* What you need to do:
How many lines in the records below contain the word "mouth"? Reply with the number only.

--- start Stored rows ---

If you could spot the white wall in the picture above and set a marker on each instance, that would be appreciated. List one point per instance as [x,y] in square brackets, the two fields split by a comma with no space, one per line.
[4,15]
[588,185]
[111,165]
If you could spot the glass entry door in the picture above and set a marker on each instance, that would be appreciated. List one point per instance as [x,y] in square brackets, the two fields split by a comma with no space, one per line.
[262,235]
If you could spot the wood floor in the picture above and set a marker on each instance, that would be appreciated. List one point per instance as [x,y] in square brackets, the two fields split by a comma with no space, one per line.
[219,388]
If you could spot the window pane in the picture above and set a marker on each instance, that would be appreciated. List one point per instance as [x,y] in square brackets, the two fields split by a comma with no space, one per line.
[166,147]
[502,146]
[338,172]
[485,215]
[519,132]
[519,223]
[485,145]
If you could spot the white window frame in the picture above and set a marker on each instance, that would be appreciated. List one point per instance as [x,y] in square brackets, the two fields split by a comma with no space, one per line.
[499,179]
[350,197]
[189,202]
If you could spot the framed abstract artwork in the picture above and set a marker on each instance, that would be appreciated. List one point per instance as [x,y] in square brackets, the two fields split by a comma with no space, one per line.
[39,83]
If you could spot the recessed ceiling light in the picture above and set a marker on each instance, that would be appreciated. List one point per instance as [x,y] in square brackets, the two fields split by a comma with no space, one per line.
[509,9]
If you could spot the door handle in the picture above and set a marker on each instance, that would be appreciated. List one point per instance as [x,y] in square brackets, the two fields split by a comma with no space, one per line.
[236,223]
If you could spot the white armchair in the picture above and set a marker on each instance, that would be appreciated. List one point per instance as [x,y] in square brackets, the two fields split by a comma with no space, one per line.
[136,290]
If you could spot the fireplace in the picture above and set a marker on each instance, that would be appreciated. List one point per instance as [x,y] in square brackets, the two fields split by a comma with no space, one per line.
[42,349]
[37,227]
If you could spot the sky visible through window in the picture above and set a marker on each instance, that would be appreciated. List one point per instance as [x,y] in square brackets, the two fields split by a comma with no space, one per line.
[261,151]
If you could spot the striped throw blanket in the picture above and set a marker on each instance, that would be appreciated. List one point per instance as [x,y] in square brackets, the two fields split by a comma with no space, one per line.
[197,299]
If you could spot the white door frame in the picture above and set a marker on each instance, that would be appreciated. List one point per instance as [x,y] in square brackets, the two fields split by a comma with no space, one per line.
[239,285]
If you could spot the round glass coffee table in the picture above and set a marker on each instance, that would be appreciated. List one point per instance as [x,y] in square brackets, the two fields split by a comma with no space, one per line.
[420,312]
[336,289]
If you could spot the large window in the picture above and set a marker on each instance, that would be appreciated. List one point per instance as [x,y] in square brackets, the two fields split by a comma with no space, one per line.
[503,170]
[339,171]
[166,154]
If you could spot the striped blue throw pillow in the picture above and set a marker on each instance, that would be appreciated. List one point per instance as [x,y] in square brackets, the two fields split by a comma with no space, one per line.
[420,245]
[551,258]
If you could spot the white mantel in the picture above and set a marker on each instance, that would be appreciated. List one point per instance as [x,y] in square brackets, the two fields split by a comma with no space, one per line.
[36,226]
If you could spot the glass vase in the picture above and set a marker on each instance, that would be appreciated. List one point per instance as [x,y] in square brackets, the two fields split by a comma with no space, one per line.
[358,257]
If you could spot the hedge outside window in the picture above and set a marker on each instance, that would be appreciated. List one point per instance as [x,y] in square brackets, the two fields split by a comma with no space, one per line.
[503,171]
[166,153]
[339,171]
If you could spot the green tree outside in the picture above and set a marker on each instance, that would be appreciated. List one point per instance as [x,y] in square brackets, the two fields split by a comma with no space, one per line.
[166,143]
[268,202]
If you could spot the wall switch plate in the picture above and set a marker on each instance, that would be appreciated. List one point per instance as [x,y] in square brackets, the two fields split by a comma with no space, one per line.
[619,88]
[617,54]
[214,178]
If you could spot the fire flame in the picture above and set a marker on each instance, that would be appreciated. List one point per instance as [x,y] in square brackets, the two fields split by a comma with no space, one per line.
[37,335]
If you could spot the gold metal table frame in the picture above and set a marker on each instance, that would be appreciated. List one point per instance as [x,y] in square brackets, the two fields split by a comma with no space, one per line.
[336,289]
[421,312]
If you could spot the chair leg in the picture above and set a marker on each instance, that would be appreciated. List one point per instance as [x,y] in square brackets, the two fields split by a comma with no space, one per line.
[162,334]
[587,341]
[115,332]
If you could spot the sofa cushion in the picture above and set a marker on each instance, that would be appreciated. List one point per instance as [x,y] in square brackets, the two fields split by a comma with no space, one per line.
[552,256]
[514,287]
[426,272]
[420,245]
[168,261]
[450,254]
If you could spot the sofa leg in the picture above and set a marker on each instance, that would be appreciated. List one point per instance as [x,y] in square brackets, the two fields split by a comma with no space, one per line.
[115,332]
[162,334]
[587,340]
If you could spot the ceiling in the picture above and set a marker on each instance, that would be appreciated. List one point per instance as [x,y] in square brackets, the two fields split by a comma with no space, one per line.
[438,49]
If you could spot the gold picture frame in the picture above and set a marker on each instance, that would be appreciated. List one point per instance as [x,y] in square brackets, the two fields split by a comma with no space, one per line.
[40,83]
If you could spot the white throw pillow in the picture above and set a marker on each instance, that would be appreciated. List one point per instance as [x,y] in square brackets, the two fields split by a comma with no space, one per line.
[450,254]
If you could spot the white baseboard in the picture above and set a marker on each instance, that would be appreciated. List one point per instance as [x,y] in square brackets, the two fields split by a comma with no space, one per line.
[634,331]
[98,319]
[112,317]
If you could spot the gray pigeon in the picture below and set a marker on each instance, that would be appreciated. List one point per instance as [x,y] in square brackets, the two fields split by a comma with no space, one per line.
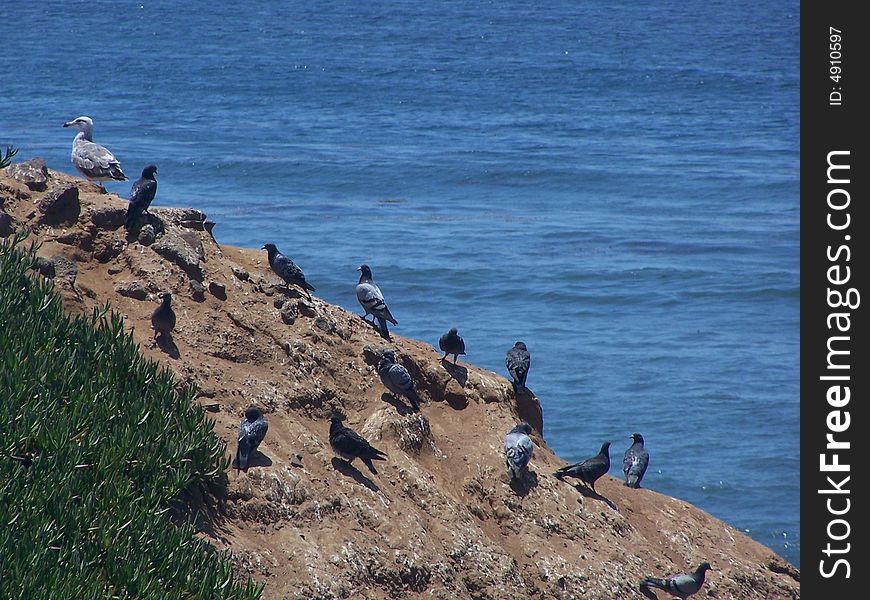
[635,461]
[141,195]
[252,430]
[92,160]
[451,343]
[286,269]
[681,586]
[518,449]
[397,379]
[349,445]
[372,300]
[517,361]
[163,317]
[590,470]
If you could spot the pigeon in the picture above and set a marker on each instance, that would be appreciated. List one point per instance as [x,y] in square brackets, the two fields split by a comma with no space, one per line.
[372,300]
[517,361]
[92,160]
[397,379]
[252,430]
[349,445]
[518,449]
[141,195]
[163,317]
[451,343]
[681,586]
[287,270]
[589,470]
[635,461]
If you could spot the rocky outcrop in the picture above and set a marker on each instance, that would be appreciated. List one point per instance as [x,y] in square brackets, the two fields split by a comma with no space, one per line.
[441,518]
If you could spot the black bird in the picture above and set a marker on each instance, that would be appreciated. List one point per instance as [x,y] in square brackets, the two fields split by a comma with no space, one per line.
[681,586]
[252,430]
[163,317]
[590,470]
[635,461]
[518,449]
[141,194]
[349,445]
[451,343]
[287,270]
[397,379]
[517,361]
[372,300]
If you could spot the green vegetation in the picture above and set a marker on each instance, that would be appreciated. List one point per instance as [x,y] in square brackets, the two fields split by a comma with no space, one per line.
[95,443]
[5,161]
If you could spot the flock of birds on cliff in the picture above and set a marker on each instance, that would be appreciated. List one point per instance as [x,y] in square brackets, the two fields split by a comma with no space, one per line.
[96,163]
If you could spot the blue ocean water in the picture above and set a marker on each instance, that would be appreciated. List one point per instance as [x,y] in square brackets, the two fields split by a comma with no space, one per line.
[615,183]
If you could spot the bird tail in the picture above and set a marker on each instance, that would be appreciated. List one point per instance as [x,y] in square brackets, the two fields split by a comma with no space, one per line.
[644,589]
[662,584]
[562,472]
[368,462]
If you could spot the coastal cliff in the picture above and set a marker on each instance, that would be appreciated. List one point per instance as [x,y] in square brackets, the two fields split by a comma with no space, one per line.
[441,518]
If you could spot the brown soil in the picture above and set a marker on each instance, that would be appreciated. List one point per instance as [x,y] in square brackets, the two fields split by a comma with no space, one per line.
[440,519]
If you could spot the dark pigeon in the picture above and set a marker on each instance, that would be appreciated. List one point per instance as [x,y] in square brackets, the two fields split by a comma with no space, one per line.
[287,270]
[451,343]
[252,430]
[141,195]
[590,470]
[163,318]
[397,379]
[517,361]
[518,449]
[349,445]
[372,300]
[681,586]
[635,461]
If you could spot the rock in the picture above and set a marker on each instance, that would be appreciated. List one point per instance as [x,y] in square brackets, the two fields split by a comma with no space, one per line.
[194,242]
[147,235]
[306,309]
[57,267]
[134,290]
[176,250]
[5,224]
[325,325]
[218,290]
[183,217]
[289,312]
[197,290]
[107,247]
[59,206]
[32,173]
[109,217]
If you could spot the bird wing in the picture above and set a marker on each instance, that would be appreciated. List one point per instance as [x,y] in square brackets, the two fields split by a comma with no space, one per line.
[684,584]
[95,159]
[369,295]
[518,449]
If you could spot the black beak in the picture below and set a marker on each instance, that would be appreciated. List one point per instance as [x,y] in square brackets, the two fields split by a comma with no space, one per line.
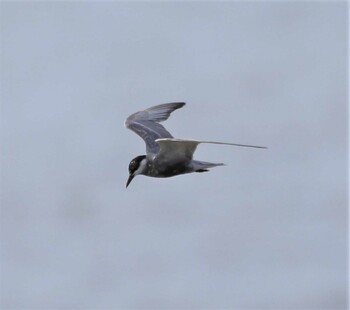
[131,176]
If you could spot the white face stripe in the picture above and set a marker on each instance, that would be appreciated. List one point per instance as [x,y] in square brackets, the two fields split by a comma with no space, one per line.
[142,167]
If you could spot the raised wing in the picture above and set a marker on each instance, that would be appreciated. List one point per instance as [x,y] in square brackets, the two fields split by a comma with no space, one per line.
[146,124]
[182,150]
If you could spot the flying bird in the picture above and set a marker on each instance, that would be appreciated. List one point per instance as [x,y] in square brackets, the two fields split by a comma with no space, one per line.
[166,156]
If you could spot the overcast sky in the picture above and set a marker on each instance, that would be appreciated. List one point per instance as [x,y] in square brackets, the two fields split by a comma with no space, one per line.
[267,231]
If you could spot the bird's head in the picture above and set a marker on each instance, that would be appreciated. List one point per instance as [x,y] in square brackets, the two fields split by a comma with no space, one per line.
[136,166]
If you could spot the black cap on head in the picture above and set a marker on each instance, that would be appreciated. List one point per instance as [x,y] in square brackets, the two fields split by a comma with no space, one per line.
[133,166]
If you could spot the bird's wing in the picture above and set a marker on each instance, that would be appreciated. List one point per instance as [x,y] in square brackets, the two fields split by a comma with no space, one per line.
[146,124]
[180,149]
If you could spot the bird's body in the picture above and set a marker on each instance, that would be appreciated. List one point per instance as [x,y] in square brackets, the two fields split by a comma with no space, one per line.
[166,156]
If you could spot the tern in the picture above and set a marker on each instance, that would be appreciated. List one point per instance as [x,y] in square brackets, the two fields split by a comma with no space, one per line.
[166,156]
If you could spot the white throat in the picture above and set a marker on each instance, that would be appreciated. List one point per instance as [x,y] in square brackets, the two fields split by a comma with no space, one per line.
[142,167]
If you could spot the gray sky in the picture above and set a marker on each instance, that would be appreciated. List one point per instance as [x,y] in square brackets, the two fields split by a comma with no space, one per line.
[267,231]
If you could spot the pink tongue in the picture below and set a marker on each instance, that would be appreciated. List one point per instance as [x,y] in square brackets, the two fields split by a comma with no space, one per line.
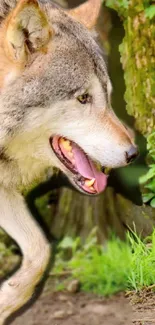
[87,169]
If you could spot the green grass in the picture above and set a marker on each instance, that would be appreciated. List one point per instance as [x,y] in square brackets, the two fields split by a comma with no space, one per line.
[106,270]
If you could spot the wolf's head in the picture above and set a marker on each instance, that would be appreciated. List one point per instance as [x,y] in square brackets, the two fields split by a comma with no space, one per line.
[55,93]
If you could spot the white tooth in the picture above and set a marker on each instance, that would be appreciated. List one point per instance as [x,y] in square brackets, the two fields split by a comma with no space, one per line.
[90,182]
[92,188]
[70,154]
[66,144]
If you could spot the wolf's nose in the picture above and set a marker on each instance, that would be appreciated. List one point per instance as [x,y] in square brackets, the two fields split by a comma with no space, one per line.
[131,154]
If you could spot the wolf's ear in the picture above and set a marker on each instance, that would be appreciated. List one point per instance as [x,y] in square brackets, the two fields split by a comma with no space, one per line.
[87,13]
[27,30]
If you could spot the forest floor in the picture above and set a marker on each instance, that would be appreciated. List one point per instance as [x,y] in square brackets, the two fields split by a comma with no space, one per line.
[62,308]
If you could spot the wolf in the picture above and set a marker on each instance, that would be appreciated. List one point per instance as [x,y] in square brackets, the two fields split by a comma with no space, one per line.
[55,111]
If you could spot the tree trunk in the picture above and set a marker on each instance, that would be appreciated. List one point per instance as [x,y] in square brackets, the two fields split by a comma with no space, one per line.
[75,214]
[138,60]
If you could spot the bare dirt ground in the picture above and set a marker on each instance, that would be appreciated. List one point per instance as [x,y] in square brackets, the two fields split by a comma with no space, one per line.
[86,309]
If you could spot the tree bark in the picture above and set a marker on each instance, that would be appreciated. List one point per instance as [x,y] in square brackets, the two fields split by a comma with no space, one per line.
[138,60]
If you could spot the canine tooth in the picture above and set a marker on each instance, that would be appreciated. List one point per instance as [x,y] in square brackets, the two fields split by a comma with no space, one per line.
[66,144]
[70,154]
[90,182]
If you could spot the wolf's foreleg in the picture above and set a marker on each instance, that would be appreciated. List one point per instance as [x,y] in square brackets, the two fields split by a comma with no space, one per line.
[17,222]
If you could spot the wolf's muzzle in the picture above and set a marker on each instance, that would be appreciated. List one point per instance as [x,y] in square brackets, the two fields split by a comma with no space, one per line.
[132,154]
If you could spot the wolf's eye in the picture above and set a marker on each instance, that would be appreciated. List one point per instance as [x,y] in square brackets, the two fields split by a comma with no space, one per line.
[84,99]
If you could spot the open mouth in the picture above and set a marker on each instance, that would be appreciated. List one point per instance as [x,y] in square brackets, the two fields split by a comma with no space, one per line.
[85,173]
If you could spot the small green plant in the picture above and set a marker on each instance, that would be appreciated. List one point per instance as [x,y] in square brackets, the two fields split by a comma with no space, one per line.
[105,270]
[150,11]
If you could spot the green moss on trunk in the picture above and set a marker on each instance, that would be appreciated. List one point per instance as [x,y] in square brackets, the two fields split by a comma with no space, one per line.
[138,60]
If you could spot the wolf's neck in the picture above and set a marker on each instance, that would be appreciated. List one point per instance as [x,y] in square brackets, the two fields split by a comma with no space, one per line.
[5,8]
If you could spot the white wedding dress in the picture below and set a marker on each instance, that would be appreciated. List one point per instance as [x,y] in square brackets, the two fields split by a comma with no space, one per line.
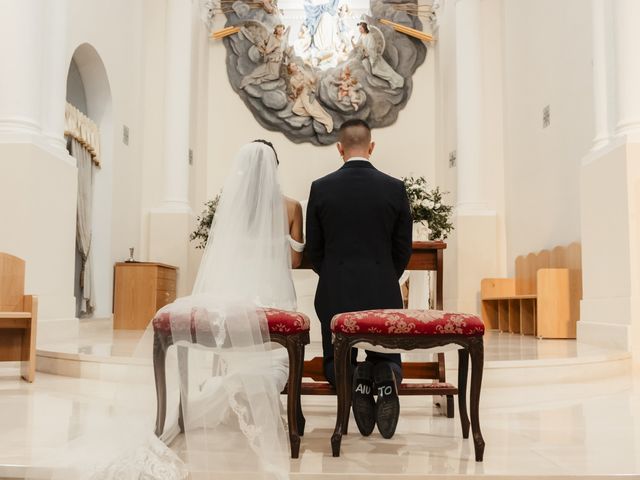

--- end Stored rows ---

* Response to this exercise:
1